**Fragmento original**.
§ §

Al menos en el discurso, fue un lenguaje unánime, que se corresponde con el programa del nuevo gobierno alemán, formado a finales de 2021: «Una Unión Europea reforzada en el plano democrático, más capaz y estratégicamente soberana será la base de nuestra paz, prosperidad y libertad».
Sin embargo, la declaración del presidente francés, el 9 de abril, de que Europa no tenía ningún interés en la escalada de la crisis de Taiwán y debía establecer su «autonomía estratégica» para convertirse en un «tercer polo» entre China y Estados Unidos, provocó una protesta transatlántica e intraeuropea. Pero París no está tan aislada como se quiere hacer creer: Charles Michel, presidente del Consejo Europeo, ha expresado la misma opinión, que comparten muchos funcionarios de toda la Unión. El verdadero problema es el significado que damos a las nociones de autonomía o soberanía, y los objetivos que les asignamos.
Una dificultad semántico-histórica
Debemos darnos cuenta de que «autonomía estratégica» o «soberanía europea» son matices que escapan a nuestros socios. Para ellos no es diferente, aunque para los franceses la autonomía parezca un concepto menos exigente que el de soberanía. Por otra parte, esta cuestión está cargada de una larga historia, lo que no facilita las cosas.

§ §

**Datos extraídos**.
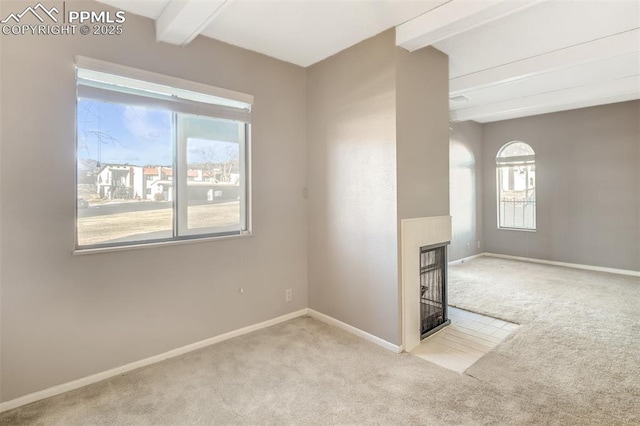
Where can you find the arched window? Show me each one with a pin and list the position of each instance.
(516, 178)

§ §

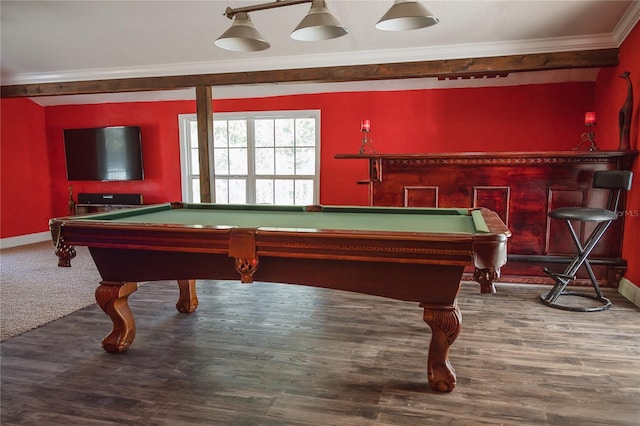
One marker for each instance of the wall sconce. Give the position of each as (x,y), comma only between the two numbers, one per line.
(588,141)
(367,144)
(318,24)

§ §

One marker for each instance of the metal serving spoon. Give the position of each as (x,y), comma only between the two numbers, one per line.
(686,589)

§ §

**Consigna A**.
Reúne todas las líneas del listado que contengan la cadena "only". Distingue entre mayúsculas y minúsculas.
**Consigna B**.
Prosigue el fragmento sobre la autonomía estratégica europea a partir del punto en que se detiene.

**Respuesta escrita A**.
One marker for each instance of the wall sconce. Give the position of each as (x,y), comma only between the two numbers, one per line.
One marker for each instance of the metal serving spoon. Give the position of each as (x,y), comma only between the two numbers, one per line.

**Respuesta escrita B**.
El 20 de abril de 2021, Kramp-Karrenbauer, entonces ministra de Defensa, declaró en un seminario en el Instituto Francés de Relaciones Internacionales (IFRI) que el verdadero problema era que Francia y Alemania no entendían de la misma manera el concepto de autonomía estratégica. Dicha observación va al fondo de la cuestión, desde el inicio de la V República, es decir, desde la reunión Adenauer-de Gaulle en Rambouillet en julio de 1960 y el proyecto de «unión política» de los Seis en 1962. En la mente del general, dicha unión habría sido aliada de Estados Unidos, pero independiente de ellos. El canciller Adenauer, preocupado por una posible negociación entre Estados Unidos y la Unión Soviética por encima de los europeos y de la RFA, se adhirió a esta concepción y Bonn apoyó, hasta su fracaso en abril de 1962, el proyecto de unión política interestatal, con un componente de política exterior y de defensa, llamado comúnmente «Plan Fouchet».
Pero Bonn, al igual que los demás socios, se había cuidado mucho de que el Plan Fouchet mencionara la Alianza Atlántica. Fue la modificación muy personal del proyecto inicial por parte del general de Gaulle, el 17 de enero de 1962, lo que condujo finalmente a su fracaso en abril de 1962. La RFA no podía permitirse cuestionar la integración en la OTAN, mientras que el general hacía del cuestionamiento uno de los grandes objetivos de su política de independencia nacional y europea.
Es cierto que el Tratado del Eliseo del 22 de enero de 1963, con su importante apartado estratégico, parecía retomar el proyecto de los Seis de 1962. Pero muchos funcionarios alemanes sospecharon de segundas intenciones francesas y el Bundestag añadió un preámbulo al tratado que lo vaciaba de su significado estratégico al recordar la Alianza Atlántica.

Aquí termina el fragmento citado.